◆ **EXERCISE**
Write out the whole listing again, exactly as given.

◆ **RECORDS PROVIDED**

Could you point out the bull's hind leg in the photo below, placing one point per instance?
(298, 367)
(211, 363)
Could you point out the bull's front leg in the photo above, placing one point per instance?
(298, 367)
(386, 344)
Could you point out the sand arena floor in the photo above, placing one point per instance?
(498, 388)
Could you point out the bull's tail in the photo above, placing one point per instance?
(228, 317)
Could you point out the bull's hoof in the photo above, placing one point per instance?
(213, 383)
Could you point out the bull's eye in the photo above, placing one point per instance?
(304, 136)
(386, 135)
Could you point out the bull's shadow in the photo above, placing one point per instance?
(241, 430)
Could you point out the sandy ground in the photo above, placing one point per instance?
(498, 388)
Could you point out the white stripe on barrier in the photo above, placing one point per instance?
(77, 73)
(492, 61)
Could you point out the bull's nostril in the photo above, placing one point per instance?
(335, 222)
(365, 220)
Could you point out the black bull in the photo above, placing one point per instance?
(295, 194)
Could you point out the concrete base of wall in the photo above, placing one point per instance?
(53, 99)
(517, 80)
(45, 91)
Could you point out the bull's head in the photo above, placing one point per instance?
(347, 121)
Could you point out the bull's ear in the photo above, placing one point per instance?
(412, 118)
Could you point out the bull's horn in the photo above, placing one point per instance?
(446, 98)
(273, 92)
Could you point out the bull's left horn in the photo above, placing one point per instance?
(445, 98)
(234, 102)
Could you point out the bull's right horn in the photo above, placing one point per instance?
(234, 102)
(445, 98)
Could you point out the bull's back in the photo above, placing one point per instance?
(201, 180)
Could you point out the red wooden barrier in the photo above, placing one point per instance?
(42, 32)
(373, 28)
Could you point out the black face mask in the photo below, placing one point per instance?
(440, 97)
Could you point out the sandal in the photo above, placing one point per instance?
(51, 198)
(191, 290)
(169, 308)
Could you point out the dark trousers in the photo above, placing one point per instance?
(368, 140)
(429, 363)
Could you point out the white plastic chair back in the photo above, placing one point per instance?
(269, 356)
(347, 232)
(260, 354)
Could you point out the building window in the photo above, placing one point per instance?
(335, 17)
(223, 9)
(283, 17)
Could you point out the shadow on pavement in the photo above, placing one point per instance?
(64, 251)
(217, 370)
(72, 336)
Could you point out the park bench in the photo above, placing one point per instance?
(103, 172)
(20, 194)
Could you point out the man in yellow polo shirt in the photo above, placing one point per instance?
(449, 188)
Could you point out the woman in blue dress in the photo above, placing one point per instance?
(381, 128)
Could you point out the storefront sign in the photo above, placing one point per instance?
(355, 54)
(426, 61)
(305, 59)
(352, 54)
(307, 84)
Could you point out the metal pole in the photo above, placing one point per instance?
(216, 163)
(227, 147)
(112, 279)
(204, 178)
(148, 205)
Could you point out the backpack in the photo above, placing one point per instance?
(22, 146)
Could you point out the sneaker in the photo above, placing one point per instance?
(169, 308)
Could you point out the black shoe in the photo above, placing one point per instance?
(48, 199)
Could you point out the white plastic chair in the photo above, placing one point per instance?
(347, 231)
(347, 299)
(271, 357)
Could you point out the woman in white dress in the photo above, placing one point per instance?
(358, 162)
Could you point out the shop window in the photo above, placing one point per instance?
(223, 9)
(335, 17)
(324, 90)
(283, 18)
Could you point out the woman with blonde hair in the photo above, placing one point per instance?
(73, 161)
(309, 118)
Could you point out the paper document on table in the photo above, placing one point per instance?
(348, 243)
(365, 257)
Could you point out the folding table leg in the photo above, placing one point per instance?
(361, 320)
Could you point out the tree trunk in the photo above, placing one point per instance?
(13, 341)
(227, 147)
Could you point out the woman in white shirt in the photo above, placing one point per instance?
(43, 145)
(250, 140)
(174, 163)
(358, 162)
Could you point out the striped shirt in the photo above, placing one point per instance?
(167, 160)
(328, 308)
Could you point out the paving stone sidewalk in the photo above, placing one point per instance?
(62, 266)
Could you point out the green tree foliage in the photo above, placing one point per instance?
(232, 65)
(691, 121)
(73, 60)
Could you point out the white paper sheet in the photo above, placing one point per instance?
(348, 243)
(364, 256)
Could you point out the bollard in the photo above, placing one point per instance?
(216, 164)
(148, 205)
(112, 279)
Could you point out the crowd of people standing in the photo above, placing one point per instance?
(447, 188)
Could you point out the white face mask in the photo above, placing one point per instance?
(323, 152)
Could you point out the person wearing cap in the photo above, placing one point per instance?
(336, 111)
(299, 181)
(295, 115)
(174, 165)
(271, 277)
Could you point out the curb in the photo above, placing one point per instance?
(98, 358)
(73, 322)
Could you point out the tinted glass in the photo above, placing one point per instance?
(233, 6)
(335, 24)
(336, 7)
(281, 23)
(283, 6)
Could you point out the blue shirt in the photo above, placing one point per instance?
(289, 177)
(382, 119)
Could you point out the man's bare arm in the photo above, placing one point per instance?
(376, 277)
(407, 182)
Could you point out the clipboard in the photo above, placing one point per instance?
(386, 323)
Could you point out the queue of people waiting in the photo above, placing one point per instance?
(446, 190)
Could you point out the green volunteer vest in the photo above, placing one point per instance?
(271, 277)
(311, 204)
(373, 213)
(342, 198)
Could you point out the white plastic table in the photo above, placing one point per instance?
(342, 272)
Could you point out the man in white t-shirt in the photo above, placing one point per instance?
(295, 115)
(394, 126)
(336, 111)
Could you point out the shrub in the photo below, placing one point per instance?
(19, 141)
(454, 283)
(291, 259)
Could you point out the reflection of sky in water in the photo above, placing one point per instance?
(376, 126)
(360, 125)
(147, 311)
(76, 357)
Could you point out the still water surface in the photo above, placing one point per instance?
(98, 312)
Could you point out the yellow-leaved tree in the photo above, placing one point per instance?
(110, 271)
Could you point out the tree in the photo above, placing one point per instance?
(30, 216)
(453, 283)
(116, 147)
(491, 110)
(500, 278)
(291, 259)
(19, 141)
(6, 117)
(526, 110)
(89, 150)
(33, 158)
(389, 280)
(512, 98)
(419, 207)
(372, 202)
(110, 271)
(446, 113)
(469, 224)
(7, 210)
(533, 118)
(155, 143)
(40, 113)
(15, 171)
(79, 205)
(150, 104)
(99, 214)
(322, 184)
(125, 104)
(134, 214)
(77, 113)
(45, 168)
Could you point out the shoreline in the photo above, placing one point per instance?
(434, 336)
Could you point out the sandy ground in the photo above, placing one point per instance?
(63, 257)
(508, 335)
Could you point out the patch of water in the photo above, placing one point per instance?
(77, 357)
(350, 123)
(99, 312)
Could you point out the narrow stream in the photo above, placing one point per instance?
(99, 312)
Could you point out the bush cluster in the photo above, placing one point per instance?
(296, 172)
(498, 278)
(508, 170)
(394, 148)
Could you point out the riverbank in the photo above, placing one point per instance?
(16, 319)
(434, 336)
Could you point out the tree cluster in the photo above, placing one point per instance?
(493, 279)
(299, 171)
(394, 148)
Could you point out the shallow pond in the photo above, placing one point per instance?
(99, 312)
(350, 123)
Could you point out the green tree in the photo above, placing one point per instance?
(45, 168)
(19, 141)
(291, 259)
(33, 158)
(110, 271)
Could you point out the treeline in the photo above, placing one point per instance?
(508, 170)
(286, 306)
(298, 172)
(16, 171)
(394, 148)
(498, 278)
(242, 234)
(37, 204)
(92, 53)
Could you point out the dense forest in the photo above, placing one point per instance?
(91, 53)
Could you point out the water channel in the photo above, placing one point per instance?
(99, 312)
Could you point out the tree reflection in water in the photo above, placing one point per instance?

◆ **EXERCISE RESULT**
Could you point out the bull's hind leg in the photo below, placing one point per instance?
(298, 367)
(211, 363)
Could you point out the bull's front leg in the photo above, placing one point per instance?
(298, 367)
(386, 344)
Could you point out the sand arena floor in the photo above, placing one point per instance?
(498, 388)
Could you point out the bull's tail in the photo above, placing one point per instance?
(228, 317)
Could you point out the bull's hoof in the photo above, placing one point per instance?
(213, 383)
Could you point out the bull's eye in the photo above, placing one point per instance?
(304, 136)
(386, 135)
Could you point out the bull's shadow in the photo above, placing one point per instance?
(241, 430)
Could you point out the sandy ground in the photo above, placing one point per instance?
(498, 388)
Could you point out the white stripe on barrier in the photo above, placing one point per instance?
(77, 73)
(492, 61)
Could you point out the bull's nostril in the photo above, placing one point per instance?
(335, 222)
(365, 220)
Could you point out the black bull in the photo above, placing one point per instance?
(295, 194)
Could you point out the concrete base of wall in the photo above, placing one point per instance?
(53, 99)
(517, 80)
(45, 91)
Could you point out the bull's head in the photo above, placing one point per instance?
(347, 121)
Could you point out the bull's ear in the photo above, placing one point per instance?
(412, 118)
Could you point out the bull's horn in the photo above, placing one point per instance?
(446, 98)
(273, 92)
Could you point out the bull's left horn in the photo above, placing one point per instance?
(445, 98)
(234, 102)
Could you point out the bull's right horn in the photo above, placing one point per instance?
(234, 102)
(445, 98)
Could you point out the bull's back in the photo above, placing one point per instance?
(201, 180)
Could you point out the red wooden barrier in the photo above, placing one point per instance?
(42, 32)
(373, 28)
Could you point out the black face mask in the photo below, placing one point per instance?
(440, 97)
Could you point out the sandal in the photo above, placing one point per instance?
(51, 198)
(191, 290)
(169, 308)
Could you point out the dark trousers in the photo above, placing one point per instance?
(368, 140)
(429, 363)
Could you point out the white plastic chair back in the photo above, placing one point per instance?
(269, 356)
(347, 232)
(260, 354)
Could you point out the building window in the photo above, placing one point per instance?
(335, 17)
(223, 9)
(283, 17)
Could you point out the shadow on pavement in the photo above, placing one point per instance?
(64, 251)
(217, 370)
(72, 336)
Could you point out the park bench in the photo above, placing one point per instance?
(103, 172)
(20, 194)
Could you point out the man in yellow polo shirt in the photo above, placing one point per instance?
(449, 188)
Could you point out the woman in blue dress in the photo above, placing one point per instance?
(381, 128)
Could you point out the storefront sign in the photo above, placing one point per instance?
(355, 54)
(426, 61)
(305, 59)
(352, 54)
(307, 84)
Could you point out the metal pole in the photo above, placing one point per instance?
(216, 163)
(227, 147)
(112, 279)
(204, 178)
(148, 205)
Could you point out the backpack in the photo above, placing one point per instance?
(22, 146)
Could you point out the sneaker in the photo above, placing one point per instance?
(169, 308)
Could you point out the black shoe in the photo above, placing one point per instance?
(48, 199)
Could you point out the white plastic chair in the photo above, placing one point per instance?
(347, 231)
(347, 299)
(271, 357)
Could you point out the woman in white dress in the photo above, placing one point per instance?
(358, 162)
Could you point out the shop window in the photo above, placing one point per instance?
(223, 9)
(335, 17)
(324, 90)
(283, 18)
Could you point out the woman with blonde hair in the photo above, placing one point per instance?
(73, 161)
(309, 118)
Could you point out the paper document on table in the photo above, placing one point per instance?
(348, 243)
(365, 257)
Could you point out the folding table leg in the photo above, placing one point per instance?
(361, 320)
Could you point out the tree trunk in the photo above, placing one point per instance?
(13, 341)
(227, 147)
Could you point out the woman in white shirt in the photo above, placing one point per instance?
(43, 145)
(250, 140)
(174, 163)
(358, 162)
Could you point out the striped shirt in the photo above, placing one point per instance?
(167, 160)
(328, 308)
Could you point out the paving stone sidewalk in the photo above, placing one point per instance?
(62, 266)
Could you point out the green tree foliage in the photo above, placing one point per instance?
(232, 65)
(691, 121)
(73, 60)
Could you point out the white paper sheet in the photo above, placing one point per instance?
(348, 243)
(364, 256)
Could you point out the bollard in the photo above, placing one point per instance?
(216, 164)
(148, 205)
(112, 279)
Could you point out the crowd of people standing in the photo above, placing one point per instance?
(447, 188)
Could you point out the white face mask in the photo above, placing one point per instance?
(323, 152)
Could you point out the person wearing cap in the photo above, placing one point per instance?
(336, 111)
(299, 181)
(295, 115)
(174, 165)
(271, 277)
Could you point out the curb in the photo above, placing one point per instance?
(98, 358)
(73, 322)
Could you point out the tinted glass in the photo above, placing one point per instance?
(233, 6)
(335, 24)
(336, 7)
(281, 23)
(283, 6)
Could you point out the blue shirt in the photo above, placing one point per instance?
(289, 177)
(382, 119)
Could you point out the man's bare arm in the photo above, placing one point per instance?
(376, 277)
(407, 182)
Could you point out the clipboard in the photo above, placing one point per instance?
(386, 323)
Could you point out the queue of people waiting in the photo above, placing one point per instance?
(446, 190)
Could you point out the green volunteer vest in the photo above, placing one point per instance?
(271, 277)
(311, 204)
(373, 213)
(342, 198)
Could you point out the white plastic table in the photo above, placing one point per instance?
(342, 272)
Could you point out the man in white t-shirt in the photo above, placing one point per instance?
(295, 115)
(394, 126)
(336, 111)
Could you point out the shrub in the photo below, placing one point per instance?
(19, 141)
(454, 283)
(291, 259)
Could you point out the reflection of sky in water in the photo above, placing one point per instance?
(376, 126)
(360, 125)
(147, 311)
(76, 357)
Could you point out the still water surface in the photo above, placing one point per instance?
(98, 312)
Could you point out the yellow-leaved tree in the photo above, placing one point per instance?
(110, 271)
Could you point out the tree in the photo above, placing one point per instance?
(30, 216)
(453, 283)
(116, 147)
(491, 110)
(500, 278)
(291, 259)
(19, 141)
(6, 117)
(526, 110)
(89, 150)
(33, 158)
(389, 280)
(512, 98)
(419, 207)
(372, 202)
(110, 271)
(446, 113)
(469, 224)
(7, 210)
(533, 118)
(155, 143)
(40, 113)
(15, 171)
(79, 205)
(150, 104)
(99, 214)
(322, 184)
(125, 104)
(134, 214)
(77, 113)
(45, 168)
Could you point out the shoreline in the photo above, placing one point per instance?
(434, 336)
Could you point out the sandy ground in the photo above, placing one point per instance?
(63, 257)
(508, 335)
Could you point out the patch of water in the photo above, placing one point per instance?
(77, 357)
(350, 123)
(99, 312)
Could you point out the narrow stream in the photo above, placing one point per instance?
(99, 312)
Could you point out the bush cluster in the photo above, placing one point per instance?
(296, 172)
(498, 278)
(508, 170)
(394, 148)
Could you point out the riverbank in the photo above, placing one point per instance?
(16, 319)
(434, 336)
Could you point out the tree cluster in the photo above, placing one point per instance?
(493, 279)
(299, 171)
(394, 148)
Could you point out the shallow pond in the photo above, placing one point per instance?
(99, 312)
(350, 123)
Could you point out the green tree in the photo above, placing one point per instance?
(45, 168)
(19, 141)
(291, 259)
(33, 158)
(110, 271)
Could you point out the treeline in the photo above, placing one point per instance?
(508, 170)
(286, 306)
(298, 172)
(16, 171)
(394, 148)
(498, 278)
(242, 234)
(37, 204)
(92, 53)
Could you point out the dense forest in the photo above, placing one point per instance?
(91, 53)
Could you point out the water channel in the photo above, placing one point per instance?
(99, 312)
Could you point out the tree reflection in water in the photo above, placing one point per instance?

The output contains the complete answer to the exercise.